▶ [DOCUMENT EXTRACT]:
[START]

Stipulation contained in Final Pre-Trial Order, August 12, 1965, Page 16, Stipulation 8.

For adjustment of the belt tension, the Wood's timing card drive employs an adjusting screw, operating in conjunction with a tension spring, that acts on the plate to which the motor is mounted and carries a locknut that serves to clamp the adjusting screw in place at the desired tension setting. Further, the plate in the accused Wood's timing card drive is mounted so that it pivots as the adjusting screw is rotated rather than linearly slid as is the case in adjusting the Gunter drive.

There are other slight variations between the two drives such as the Wood's timing card drive providing for the attachment of the motor on the inner face of the mounting plate rather than on the outer face as contemplated in the Gunter drive, and the mounting plate on the Gunter drive shields the belt a little more than the Wood's timing card drive, but the Court finds that there is no material or significant difference, function or purpose in the two drives.

14. The defendant promotes the sale of an alternative V-belt card drive arrangement manufactured also by the T. B. Wood's Sons Company. In this respect, there are two drives employing the V-belt that are accused of infringing the Gunter patent. One of such V-belt drives is known as the variable pitch sheave arrangement whereby the transverse grooved motor pulley on the drive using the timing belt is replaced with a pulley having adjustable flanges, which flanges by an adjustable screw arrangement can be brought closer together or drawn apart. Instead of the conventional timing belt, a V-belt is used. As the flanges are drawn together the belt rides higher on the flanges and thus a variable speed is obtained. The other V-belt arrangement substitutes the transverse grooved motor pulley on the drive using the timing belt with a V-grooved pulley containing multiple V-grooves for four or five V-belts. Other than the substitution of the pulleys and belts in the V-belt alternatives, there is no substantial or material difference between the V-belt alternatives and the Wood's timing card drive employing the timing belt and pulley.

15. In 1952 there was installed and put in use at Raylaine Worsted Mills, Manchester, New Hampshire, timing card drives. The electric motor was mounted on a base extending from the carding machine, which base was supported by a post extending from the floor. A 1200 RPM motor was used having a grooved or timing pulley on the shaft of the motor. A timing belt or belt with transverse ribs to mesh with the transverse grooves in the motor pulley was used. The driven pulley, that is, the pulley on the card machine was much larger in radius than the motor pulley and the face of the driven or card pulley was smooth. The timing belt employed had a steel cable member embedded in a neoprene covering and the teeth or transverse ribs had a slick nylon surface. During start up, the motor came to its normal full operating speed in a matter of a few seconds, but by reason of the slippage of the slick tooth surface on the smooth surface of the card pulley, the card pulley was not brought to its normal operating speed of 165 RPM for a much greater length of time. The effect of the slippage was that the card machine was brought slowly to its normal full running speed. On the Raylaine drive the motor mounting bolts were affixed through slots in the motor mounting base, and by sliding the motor forward or backward the belt tension could be adjusted and when the proper tension was secured the motor was locked into position by tightening the bolts. The drives at Raylaine'were not concealed and visitors were allowed to see the machines in operation. The drives at Raylaine were used in commercial production from 1952 to 1955 when Raylaine Worsted Mills was liquidated and the machinery sold.

[END]

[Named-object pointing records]
[START]

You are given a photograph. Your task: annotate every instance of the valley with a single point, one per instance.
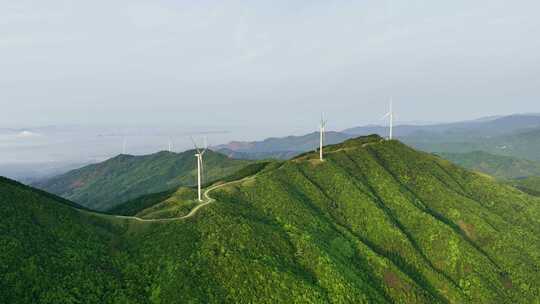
(376, 222)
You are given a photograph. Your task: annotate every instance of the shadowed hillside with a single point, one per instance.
(376, 222)
(105, 185)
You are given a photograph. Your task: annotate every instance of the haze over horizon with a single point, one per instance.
(247, 65)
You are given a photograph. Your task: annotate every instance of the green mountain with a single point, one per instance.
(503, 167)
(52, 252)
(513, 135)
(279, 147)
(376, 222)
(530, 185)
(125, 177)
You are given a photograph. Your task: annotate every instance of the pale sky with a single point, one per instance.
(266, 67)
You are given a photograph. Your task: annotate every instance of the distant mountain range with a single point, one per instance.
(513, 135)
(107, 184)
(502, 167)
(376, 222)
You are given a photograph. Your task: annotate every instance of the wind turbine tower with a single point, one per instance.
(322, 128)
(390, 115)
(199, 156)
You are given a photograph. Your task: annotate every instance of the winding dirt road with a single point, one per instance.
(207, 198)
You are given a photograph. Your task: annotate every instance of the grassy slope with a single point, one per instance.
(503, 167)
(377, 222)
(530, 185)
(105, 185)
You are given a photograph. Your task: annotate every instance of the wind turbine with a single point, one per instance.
(322, 128)
(390, 115)
(199, 156)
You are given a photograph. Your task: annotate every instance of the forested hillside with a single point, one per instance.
(105, 185)
(376, 222)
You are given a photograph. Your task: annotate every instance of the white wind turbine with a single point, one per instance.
(199, 156)
(322, 128)
(170, 145)
(390, 115)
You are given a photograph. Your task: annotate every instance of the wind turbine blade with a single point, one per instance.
(195, 144)
(205, 144)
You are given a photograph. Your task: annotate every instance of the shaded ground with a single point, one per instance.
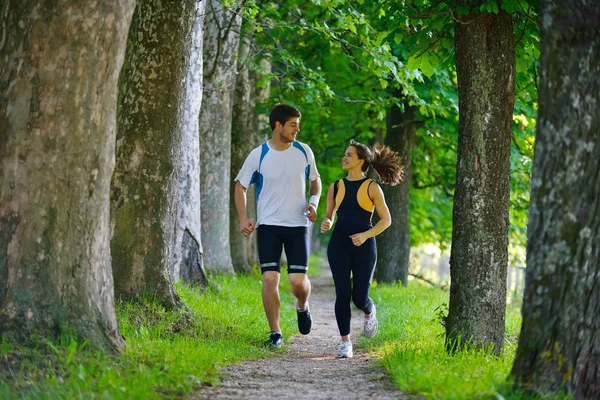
(308, 369)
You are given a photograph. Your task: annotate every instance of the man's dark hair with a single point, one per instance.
(282, 113)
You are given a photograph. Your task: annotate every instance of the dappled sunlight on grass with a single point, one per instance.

[END]

▶ [THINGS TO DO]:
#1 From the court findings on the card drives, write out the passage starting with "Stipulation contained in" and going on through "the Gunter drive.".
#2 In the court findings on the card drives, what was the normal operating speed of the card pulley at Raylaine Worsted Mills?
#3 Give what follows the last sentence of the court findings on the card drives.

▶ [TASK RESULTS]:
#1
Stipulation contained in Final Pre-Trial Order, August 12, 1965, Page 16, Stipulation 8.

For adjustment of the belt tension, the Wood's timing card drive employs an adjusting screw, operating in conjunction with a tension spring, that acts on the plate to which the motor is mounted and carries a locknut that serves to clamp the adjusting screw in place at the desired tension setting. Further, the plate in the accused Wood's timing card drive is mounted so that it pivots as the adjusting screw is rotated rather than linearly slid as is the case in adjusting the Gunter drive.

#2 The card pulley's normal operating speed was 165 RPM.

#3
16. Articles entitled "Electric Drives for Cotton Cards" and "A Simple Compact Cotton Card Drive," both by R.E. Parker of the General Electric Engineering Department, published August, 1953, and September, 1953, respectively, describe the drives along with other drives at Raylaine. With reference to slippage, among other features described, the article entitled "Electric Drives for Cotton Cards" states on page 4 in the section headed "Cog Belt Drive," right hand column, that "Since there is belt slippage during acceleration the standard overload heaters are adequate for protecting the motors. * * * Also special overload relays may be desirable for complete motor protection in some cases where inherent belt slip during starting does not reduce the motor accelerating time sufficiently." From the evidence, it is concluded there was slippage on the driven or card pulley during the start-up period at Raylaine.

See Note 3, supra.

Plaintiff's Exhibit 89 and Defendant's Exhibit 67, "A Simple Compact Cotton Card Drive" by Parker.

In July, 1960, a new and improved timing belt came on the market manufactured by the U.S. Rubber Co., which new belt was known as the "Hi-Last Construction." In this construction, the teeth of the belt are molded integrally with the body of the Neoprene belt, that is, the teeth of the belt and the back of the belt are both molded at the same time around the steel cable tensile member. The timing belt prior to 1960 had a serious tooth shear problem. The timing belt introduced in 1960 lasts many times longer than the prior timing belt. On the Gunter prototype drive installed on September 8, 1959, at the Edna Plant of the Cone Mills Corporation, Reidsville, North Carolina, the belt lasted approximately six months, but now the belts on the Gunter drive are guaranteed for three years. Sales of timing belts have increased substantially, and in 1965 there were approximately thirteen times as many timing belts sold as in 1952.

17. In early 1957 a drive employing a timing belt and driving pulley on a woolen card drive was installed in the Halifax, Virginia, plant of Pacific Mills. The card pulley or driven pulley was approximately 36 inches in diameter and was smooth, contrary to the motor pulley which had teeth. The motor got up to its full normal operating speed well ahead of the carding machine. The slippage gave the card machine a slow or soft start. The drive at Halifax was a test drive but there was no attempt to conceal the drive or secrecy surrounding its operation. Mr. Gunter saw the drive at Halifax, Virginia, as early as 1957 and was aware of its principle of operation. When the drive at Halifax was started, the belt would "squeal" and excessive belt wear was encountered.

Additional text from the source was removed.